— Required action 1 —
Extract the passage from the text about losing a son, starting at "It has taken" and ending at "you have endured.".
— Required action 2 —
List every question that, according to the text about losing a son, people ask the writer.

— Text —

☆ ☆ ☆

It has taken me some time to be able to reply, because I know that they’re only words and I just fall to pieces. But I want you to know how deep I ache for you. That’s the hardest part for many of us. We ache for the others who ache like we do. I’m beyond sorry for all you have endured.

It will soon be two years since I lost my son, and each day life is getting just a bit easier to face. I have found that my biggest struggle, other than desperately missing my son, is that I feel as if I lost my identity. When he died, I died. And I do not know who or what I am anymore. You do become a different person. I spend less time staring out the window now, but am lost in life. Nothing interests me, it’s impossible to concentrate, and I hate everything. I have no hope. 
But then I look at my younger son, who needs me and is struggling himself, and some purpose sinks in for a bit, and I try not to hate my life.

It’s hard. It’s hard to answer simple questions people ask…”how old are your boys…what do they do….where do they live…” I stumble and hesitate to answer now. I don’t want to lightly say he passed away and watch the color drain from their faces, their day now in shambles.

☆ ☆ ☆

— Excerpted records —
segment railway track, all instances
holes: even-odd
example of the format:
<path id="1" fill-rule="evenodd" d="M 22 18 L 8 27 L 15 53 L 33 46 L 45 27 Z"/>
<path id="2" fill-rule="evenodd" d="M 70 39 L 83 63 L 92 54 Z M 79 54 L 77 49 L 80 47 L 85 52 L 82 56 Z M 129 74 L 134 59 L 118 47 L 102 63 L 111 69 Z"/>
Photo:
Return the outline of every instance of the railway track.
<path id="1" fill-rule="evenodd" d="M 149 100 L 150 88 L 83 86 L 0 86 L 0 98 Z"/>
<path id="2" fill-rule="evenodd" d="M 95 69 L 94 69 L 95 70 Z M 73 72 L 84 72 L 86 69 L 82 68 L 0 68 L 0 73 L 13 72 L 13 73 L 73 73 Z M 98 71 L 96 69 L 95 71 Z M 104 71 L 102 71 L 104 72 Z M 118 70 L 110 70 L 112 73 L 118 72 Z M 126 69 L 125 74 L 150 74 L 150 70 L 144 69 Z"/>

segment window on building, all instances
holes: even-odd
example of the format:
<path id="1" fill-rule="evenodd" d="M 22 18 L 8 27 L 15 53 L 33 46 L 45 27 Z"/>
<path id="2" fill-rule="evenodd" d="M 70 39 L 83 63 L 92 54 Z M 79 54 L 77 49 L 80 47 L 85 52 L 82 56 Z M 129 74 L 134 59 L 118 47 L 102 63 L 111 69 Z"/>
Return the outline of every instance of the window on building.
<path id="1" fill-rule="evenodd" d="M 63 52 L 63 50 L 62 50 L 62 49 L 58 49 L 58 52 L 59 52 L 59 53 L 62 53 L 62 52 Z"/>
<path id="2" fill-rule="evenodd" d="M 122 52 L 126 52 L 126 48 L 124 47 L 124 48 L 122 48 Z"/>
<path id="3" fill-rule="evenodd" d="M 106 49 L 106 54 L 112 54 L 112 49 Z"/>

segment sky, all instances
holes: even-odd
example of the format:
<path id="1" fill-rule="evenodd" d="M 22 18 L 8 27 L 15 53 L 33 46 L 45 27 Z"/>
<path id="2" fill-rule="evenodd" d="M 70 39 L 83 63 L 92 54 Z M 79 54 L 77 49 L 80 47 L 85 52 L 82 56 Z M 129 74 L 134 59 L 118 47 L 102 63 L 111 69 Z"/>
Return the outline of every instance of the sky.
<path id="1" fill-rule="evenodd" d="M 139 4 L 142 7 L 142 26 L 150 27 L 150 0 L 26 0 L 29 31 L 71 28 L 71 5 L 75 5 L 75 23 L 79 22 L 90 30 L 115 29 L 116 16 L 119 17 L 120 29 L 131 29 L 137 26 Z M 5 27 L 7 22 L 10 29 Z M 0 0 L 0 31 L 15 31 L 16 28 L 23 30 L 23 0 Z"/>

☆ ☆ ☆

— Result 1 —
It has taken me some time to be able to reply, because I know that they’re only words and I just fall to pieces. But I want you to know how deep I ache for you. That’s the hardest part for many of us. We ache for the others who ache like we do. I’m beyond sorry for all you have endured.

— Result 2 —
how old are your boys
what do they do
where do they live